◆ Directions for this task
Which lines of the records contain the string "dark"? Return each of them in full, and treat uppercase and lowercase as different.
• • • •
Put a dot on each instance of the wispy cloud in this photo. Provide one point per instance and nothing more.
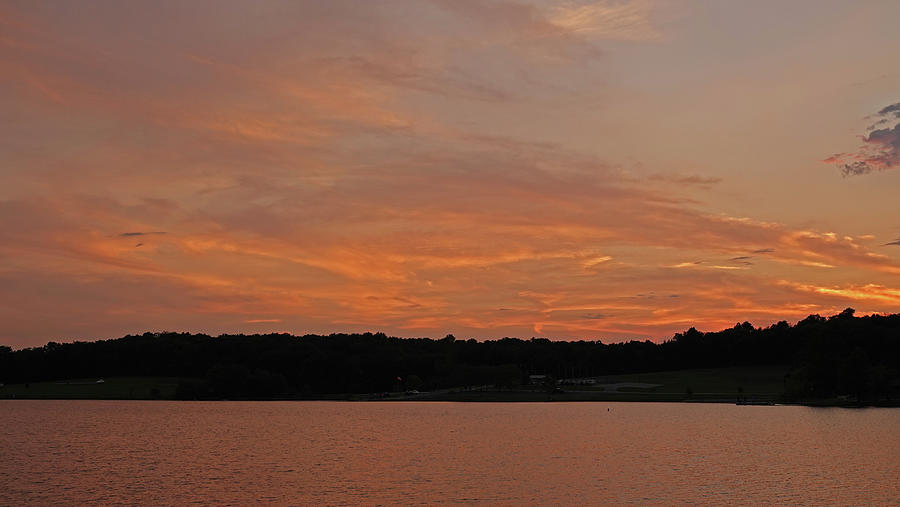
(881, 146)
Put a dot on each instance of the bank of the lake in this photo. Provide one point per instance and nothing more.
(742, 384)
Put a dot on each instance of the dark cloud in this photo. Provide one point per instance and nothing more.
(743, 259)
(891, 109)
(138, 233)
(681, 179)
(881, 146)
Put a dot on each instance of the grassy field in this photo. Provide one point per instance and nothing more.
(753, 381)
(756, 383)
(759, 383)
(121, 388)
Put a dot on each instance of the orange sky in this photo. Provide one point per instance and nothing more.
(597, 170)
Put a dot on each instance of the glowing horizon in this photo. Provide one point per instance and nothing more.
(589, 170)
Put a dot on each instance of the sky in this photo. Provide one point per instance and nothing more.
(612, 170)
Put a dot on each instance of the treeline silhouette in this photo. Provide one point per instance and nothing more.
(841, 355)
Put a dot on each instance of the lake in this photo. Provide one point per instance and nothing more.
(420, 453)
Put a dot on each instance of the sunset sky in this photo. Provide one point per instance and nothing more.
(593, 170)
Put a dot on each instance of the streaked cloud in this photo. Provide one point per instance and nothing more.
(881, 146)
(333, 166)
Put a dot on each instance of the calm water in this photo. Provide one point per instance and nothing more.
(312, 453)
• • • •
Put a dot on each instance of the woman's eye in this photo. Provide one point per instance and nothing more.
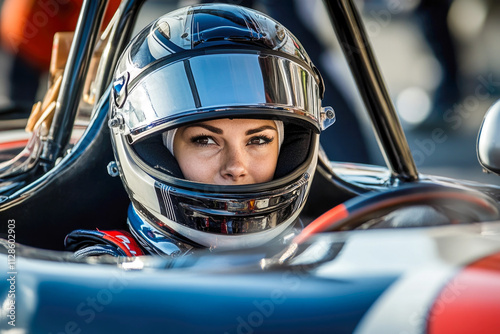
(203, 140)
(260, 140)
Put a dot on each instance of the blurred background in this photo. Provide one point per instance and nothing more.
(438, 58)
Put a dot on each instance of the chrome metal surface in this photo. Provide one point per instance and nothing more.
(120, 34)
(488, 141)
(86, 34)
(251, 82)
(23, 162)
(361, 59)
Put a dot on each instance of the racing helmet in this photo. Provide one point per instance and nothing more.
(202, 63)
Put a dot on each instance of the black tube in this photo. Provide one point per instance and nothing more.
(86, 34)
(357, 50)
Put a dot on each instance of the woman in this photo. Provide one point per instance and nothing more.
• • • •
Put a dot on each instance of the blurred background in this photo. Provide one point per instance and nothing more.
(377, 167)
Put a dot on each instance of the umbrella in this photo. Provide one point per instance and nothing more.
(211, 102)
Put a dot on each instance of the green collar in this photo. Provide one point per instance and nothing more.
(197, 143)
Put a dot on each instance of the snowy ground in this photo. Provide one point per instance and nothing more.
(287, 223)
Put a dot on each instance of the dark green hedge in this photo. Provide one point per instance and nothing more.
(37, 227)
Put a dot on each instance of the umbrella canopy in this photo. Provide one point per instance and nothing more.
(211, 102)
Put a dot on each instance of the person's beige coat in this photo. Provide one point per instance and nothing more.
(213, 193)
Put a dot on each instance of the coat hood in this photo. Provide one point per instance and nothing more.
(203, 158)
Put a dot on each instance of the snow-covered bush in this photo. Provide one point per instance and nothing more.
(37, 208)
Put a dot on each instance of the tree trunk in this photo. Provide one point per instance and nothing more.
• • • •
◆ Exercise result
Put a dot on each instance of the dark cloud in this photo. Provide one point per instance and nothing more.
Put a dot on each instance of the dark green hedge in this photo. Provide one point per instance and nothing more.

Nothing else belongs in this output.